Assignment: Which lines in the data contain the word "instance"? Please copy each of them.
┄┄┄┄┄┄┄┄┄┄┄┄┄┄┄┄┄┄┄┄
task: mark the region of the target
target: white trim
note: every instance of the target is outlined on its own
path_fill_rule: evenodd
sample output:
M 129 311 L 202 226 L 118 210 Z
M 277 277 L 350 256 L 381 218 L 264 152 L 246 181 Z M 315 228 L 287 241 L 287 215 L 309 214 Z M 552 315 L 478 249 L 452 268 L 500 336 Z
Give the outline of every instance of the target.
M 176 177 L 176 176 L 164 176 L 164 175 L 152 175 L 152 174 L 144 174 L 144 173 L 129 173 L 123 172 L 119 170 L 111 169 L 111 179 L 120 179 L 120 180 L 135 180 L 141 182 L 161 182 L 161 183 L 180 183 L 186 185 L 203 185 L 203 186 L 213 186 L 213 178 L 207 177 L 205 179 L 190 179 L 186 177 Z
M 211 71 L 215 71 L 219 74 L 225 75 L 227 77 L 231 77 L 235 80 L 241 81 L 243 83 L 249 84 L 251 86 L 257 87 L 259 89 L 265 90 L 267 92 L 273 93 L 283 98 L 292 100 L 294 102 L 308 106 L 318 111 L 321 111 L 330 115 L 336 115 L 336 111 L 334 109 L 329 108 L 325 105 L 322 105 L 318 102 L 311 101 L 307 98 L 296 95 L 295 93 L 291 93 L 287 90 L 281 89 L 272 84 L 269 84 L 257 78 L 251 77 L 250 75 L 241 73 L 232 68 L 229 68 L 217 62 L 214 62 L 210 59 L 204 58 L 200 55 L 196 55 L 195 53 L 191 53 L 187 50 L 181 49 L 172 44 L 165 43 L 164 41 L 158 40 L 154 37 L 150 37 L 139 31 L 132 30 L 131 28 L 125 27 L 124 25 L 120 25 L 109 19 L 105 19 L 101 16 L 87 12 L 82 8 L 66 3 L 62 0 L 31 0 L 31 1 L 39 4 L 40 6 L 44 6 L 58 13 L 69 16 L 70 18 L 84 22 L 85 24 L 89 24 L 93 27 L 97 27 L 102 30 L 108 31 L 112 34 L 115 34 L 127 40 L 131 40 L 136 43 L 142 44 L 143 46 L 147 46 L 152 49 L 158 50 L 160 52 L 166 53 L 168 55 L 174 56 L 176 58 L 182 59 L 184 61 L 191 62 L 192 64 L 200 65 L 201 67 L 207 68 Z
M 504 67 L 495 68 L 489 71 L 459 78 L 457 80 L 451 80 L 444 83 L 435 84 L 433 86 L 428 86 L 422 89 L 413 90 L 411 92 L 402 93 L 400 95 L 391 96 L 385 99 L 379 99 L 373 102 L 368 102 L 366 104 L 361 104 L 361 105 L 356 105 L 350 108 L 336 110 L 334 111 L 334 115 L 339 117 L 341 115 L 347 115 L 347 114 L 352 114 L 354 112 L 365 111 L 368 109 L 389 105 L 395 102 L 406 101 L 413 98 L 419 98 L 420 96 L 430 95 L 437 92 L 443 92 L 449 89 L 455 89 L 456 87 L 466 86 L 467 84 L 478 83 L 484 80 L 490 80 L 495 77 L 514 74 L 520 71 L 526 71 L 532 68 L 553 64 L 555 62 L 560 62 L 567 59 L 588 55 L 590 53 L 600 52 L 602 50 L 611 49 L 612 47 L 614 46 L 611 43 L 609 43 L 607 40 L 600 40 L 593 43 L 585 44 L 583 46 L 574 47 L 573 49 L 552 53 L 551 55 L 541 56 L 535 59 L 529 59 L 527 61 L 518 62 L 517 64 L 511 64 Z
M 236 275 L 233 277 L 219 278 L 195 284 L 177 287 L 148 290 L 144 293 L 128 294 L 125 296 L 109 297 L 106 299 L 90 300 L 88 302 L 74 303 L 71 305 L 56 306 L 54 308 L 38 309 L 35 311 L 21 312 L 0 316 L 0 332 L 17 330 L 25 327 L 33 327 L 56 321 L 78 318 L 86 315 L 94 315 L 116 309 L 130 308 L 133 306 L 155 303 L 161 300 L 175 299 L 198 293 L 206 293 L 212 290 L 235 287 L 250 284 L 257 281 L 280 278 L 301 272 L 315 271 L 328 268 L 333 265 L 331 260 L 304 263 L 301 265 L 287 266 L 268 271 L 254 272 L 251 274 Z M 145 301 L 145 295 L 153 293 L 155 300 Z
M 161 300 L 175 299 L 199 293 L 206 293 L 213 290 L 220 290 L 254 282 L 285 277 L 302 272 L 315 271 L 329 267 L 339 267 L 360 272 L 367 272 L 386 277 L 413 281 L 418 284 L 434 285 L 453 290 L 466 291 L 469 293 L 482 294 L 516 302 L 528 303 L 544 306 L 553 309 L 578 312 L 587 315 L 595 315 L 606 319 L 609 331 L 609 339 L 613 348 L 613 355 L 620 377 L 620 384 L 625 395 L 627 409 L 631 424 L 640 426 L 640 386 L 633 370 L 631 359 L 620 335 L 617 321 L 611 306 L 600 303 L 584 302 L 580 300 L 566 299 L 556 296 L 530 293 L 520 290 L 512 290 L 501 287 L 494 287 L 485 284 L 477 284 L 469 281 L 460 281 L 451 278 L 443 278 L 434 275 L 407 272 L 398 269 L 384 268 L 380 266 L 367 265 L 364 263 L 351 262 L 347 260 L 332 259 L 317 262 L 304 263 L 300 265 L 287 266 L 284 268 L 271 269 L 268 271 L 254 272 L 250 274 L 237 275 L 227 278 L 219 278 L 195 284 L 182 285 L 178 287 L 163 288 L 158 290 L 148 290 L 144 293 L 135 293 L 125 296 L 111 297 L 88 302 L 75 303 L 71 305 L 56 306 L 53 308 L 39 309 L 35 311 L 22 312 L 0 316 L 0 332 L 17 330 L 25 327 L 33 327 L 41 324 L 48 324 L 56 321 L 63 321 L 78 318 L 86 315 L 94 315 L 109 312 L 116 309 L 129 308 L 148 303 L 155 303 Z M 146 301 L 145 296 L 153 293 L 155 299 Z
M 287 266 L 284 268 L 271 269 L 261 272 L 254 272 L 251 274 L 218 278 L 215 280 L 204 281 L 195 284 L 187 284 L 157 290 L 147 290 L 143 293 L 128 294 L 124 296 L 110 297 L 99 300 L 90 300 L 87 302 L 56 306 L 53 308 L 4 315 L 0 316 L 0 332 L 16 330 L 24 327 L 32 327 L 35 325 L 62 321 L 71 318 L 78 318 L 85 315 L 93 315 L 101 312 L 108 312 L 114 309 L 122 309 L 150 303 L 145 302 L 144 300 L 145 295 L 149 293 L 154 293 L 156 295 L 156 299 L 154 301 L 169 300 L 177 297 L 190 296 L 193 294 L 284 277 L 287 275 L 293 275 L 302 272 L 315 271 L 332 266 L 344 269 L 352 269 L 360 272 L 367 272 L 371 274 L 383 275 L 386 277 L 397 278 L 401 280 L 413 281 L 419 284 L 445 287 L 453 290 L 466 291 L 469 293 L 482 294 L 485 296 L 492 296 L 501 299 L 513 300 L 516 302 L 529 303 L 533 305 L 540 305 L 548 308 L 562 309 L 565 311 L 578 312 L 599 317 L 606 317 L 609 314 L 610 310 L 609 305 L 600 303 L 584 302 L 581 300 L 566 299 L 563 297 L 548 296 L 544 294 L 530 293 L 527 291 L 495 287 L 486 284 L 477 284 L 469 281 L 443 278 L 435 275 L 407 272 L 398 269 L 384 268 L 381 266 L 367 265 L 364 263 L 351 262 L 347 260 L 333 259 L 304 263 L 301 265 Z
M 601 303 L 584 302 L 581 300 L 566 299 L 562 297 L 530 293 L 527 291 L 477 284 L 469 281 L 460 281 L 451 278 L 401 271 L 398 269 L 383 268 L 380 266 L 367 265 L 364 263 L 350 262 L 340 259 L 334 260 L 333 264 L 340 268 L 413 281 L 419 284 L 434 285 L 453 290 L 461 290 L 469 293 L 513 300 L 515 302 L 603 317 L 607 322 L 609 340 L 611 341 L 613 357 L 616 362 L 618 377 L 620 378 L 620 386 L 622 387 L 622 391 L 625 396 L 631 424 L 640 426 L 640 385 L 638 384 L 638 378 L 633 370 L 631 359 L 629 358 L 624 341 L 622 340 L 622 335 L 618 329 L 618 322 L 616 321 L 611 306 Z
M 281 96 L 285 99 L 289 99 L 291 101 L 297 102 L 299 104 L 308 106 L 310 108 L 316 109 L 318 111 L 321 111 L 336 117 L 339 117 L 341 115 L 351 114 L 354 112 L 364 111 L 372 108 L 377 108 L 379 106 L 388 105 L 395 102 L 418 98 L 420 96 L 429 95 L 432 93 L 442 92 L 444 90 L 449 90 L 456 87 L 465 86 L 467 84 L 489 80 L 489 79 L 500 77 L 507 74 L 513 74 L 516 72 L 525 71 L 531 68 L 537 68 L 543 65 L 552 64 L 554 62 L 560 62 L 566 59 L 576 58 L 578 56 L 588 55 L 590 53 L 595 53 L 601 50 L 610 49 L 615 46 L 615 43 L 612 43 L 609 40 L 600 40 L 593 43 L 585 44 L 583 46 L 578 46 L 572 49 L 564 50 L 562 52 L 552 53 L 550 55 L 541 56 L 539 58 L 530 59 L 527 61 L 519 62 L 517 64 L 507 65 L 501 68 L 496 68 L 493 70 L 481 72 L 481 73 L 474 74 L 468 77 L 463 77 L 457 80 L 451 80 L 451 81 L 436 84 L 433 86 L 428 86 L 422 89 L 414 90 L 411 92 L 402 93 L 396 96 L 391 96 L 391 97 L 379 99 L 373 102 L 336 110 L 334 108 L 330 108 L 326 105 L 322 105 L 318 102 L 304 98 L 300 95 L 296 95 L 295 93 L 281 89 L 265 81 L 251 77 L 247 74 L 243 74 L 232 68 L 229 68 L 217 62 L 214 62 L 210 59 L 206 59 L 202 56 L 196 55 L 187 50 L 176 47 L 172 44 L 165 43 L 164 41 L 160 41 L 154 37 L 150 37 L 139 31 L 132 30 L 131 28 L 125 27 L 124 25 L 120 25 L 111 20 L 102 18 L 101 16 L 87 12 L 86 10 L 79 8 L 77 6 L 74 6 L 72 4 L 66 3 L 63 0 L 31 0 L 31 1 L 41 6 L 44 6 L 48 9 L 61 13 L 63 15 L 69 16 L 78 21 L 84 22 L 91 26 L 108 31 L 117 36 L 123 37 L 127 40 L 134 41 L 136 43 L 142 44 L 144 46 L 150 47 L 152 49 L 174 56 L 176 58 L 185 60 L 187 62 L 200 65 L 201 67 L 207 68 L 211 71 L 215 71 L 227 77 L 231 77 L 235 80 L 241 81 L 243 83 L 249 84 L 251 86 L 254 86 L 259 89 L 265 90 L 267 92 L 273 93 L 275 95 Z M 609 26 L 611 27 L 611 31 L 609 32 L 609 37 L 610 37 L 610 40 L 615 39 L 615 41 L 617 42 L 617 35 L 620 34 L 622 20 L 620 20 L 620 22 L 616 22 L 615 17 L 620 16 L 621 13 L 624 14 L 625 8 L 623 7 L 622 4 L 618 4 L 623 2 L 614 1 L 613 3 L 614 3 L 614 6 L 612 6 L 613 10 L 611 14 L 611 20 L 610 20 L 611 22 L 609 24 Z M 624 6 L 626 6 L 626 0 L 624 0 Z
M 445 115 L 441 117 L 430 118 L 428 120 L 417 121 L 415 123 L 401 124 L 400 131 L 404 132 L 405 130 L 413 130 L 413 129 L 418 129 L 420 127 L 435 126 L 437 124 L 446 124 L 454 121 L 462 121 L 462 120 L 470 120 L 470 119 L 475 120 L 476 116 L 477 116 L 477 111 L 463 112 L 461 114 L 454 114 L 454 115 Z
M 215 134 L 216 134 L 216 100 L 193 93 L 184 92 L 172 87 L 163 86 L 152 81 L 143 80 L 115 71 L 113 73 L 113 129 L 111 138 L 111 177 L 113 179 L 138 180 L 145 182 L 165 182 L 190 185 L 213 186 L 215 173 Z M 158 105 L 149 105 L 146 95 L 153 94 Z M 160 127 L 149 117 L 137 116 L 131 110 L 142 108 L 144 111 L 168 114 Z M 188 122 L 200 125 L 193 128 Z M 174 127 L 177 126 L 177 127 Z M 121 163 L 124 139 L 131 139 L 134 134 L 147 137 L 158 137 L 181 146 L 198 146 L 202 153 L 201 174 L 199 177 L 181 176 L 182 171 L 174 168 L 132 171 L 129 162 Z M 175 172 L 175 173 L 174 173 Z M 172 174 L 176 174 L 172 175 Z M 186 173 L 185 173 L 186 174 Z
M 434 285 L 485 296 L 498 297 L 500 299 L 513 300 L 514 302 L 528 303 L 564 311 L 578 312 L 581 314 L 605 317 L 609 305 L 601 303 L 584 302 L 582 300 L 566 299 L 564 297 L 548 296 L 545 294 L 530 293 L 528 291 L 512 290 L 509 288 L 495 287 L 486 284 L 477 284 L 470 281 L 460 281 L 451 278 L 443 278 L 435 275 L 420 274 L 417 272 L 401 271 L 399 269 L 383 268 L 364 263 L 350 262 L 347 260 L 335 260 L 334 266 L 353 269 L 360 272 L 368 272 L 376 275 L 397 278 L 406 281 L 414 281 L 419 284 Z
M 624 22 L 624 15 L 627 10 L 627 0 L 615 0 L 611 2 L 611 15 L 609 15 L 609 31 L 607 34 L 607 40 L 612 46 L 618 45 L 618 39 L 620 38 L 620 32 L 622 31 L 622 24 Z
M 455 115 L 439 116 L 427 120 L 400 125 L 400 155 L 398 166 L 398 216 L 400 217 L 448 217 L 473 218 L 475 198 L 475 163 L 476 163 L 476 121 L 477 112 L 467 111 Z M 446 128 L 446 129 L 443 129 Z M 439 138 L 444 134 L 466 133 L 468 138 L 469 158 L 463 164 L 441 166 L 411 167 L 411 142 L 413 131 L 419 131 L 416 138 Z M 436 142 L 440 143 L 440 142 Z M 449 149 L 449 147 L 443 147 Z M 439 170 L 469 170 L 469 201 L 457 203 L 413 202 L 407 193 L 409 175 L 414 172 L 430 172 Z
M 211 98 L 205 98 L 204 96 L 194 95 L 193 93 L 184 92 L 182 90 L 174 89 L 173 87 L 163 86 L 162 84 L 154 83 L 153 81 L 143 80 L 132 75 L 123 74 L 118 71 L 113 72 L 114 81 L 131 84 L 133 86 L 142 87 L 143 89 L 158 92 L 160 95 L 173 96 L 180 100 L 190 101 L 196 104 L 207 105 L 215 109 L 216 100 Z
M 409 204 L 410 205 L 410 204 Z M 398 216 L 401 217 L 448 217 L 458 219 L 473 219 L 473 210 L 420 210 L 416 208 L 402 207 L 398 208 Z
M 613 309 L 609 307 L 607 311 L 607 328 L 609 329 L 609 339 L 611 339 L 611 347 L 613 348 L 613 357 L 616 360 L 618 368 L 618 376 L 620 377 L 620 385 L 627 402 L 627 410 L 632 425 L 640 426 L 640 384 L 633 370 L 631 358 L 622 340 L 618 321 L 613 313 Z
┄┄┄┄┄┄┄┄┄┄┄┄┄┄┄┄┄┄┄┄
Expected answer:
note: every instance of the target is outlined on its own
Give the outline of every instance of the target.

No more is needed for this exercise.